• EXERCISE OBJECTIVE: These entries must be printed again exactly as they are.

+===+

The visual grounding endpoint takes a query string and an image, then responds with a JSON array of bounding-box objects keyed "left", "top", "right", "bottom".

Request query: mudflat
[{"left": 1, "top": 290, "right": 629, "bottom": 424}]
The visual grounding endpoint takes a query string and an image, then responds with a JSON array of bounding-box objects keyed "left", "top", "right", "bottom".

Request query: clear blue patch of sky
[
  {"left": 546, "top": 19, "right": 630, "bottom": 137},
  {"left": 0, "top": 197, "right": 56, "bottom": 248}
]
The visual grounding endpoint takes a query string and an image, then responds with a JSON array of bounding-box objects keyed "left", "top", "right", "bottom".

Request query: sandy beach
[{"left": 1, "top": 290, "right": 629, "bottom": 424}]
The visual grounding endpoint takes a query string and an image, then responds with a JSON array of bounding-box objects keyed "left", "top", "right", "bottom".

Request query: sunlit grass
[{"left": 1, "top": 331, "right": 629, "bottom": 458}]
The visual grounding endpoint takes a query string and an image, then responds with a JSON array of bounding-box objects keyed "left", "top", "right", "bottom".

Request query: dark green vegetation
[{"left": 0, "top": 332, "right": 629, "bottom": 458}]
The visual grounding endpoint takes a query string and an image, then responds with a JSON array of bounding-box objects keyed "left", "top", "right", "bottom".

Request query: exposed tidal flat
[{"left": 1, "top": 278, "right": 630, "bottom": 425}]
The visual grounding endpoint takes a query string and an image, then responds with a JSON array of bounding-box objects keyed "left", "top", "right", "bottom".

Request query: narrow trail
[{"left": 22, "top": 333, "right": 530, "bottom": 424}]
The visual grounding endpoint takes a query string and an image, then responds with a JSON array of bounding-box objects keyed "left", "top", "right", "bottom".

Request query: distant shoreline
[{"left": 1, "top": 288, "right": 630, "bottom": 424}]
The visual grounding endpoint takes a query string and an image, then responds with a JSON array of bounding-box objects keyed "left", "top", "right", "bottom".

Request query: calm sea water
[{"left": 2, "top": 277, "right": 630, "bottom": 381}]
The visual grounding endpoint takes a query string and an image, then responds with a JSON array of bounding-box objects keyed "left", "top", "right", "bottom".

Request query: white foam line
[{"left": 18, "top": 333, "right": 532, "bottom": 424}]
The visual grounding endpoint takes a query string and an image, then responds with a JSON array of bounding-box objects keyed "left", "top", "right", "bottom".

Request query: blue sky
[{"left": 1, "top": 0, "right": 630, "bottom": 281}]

+===+

• SOLUTION:
The visual grounding endpoint takes a query string and an image, then responds with a JSON array of bounding-box objects keyed "left", "top", "right", "bottom".

Request query: mudflat
[{"left": 1, "top": 290, "right": 629, "bottom": 424}]
The visual grounding endpoint takes a query string and an image, then responds with a JSON array of bounding-box objects keyed "left", "top", "right", "bottom".

Request query: clear blue patch of sky
[
  {"left": 546, "top": 19, "right": 630, "bottom": 137},
  {"left": 0, "top": 197, "right": 56, "bottom": 248}
]
The visual grounding endpoint takes a query string and an image, then responds with a JSON array of bounding-box objects keyed "left", "top", "right", "bottom".

Request query: sandy beach
[{"left": 1, "top": 290, "right": 629, "bottom": 424}]
The visual grounding endpoint takes a query string and an image, then responds with a JSON array of bounding-box objects keyed "left", "top", "right", "bottom".

Request query: sunlit grass
[{"left": 1, "top": 331, "right": 629, "bottom": 458}]
The visual grounding endpoint takes a query string and an image, then responds with a JSON array of bounding-box objects keyed "left", "top", "right", "bottom".

Request query: dark green vegetation
[{"left": 0, "top": 332, "right": 629, "bottom": 458}]
The visual grounding endpoint takes a query string and an image, then responds with a JSON array of bounding-box objects keyed "left", "top", "right", "bottom".

Request query: exposed tidal flat
[{"left": 1, "top": 278, "right": 630, "bottom": 425}]
The visual grounding endpoint takes a query string and an image, then responds with a JSON array of bounding-box objects keyed "left", "top", "right", "bottom".

Request query: narrow trail
[{"left": 22, "top": 333, "right": 530, "bottom": 424}]
The visual grounding endpoint takes a query string and an image, then responds with a JSON array of bounding-box objects keyed "left", "top", "right", "bottom".

Request query: distant shoreline
[{"left": 1, "top": 288, "right": 630, "bottom": 424}]
The visual grounding endpoint takes a query string and an image, then responds with a JSON array of bounding-box objects keyed "left", "top", "right", "bottom".

Request query: calm sea water
[{"left": 2, "top": 277, "right": 630, "bottom": 381}]
The visual grounding endpoint takes a query string and an image, then responds with a JSON array of bounding-box objects keyed "left", "top", "right", "bottom".

Request query: white foam line
[{"left": 18, "top": 333, "right": 532, "bottom": 424}]
The visual grounding endpoint takes a query string and an image, then responds with a JSON array of bounding-box objects keyed "left", "top", "right", "bottom".

Request query: blue sky
[{"left": 1, "top": 0, "right": 630, "bottom": 281}]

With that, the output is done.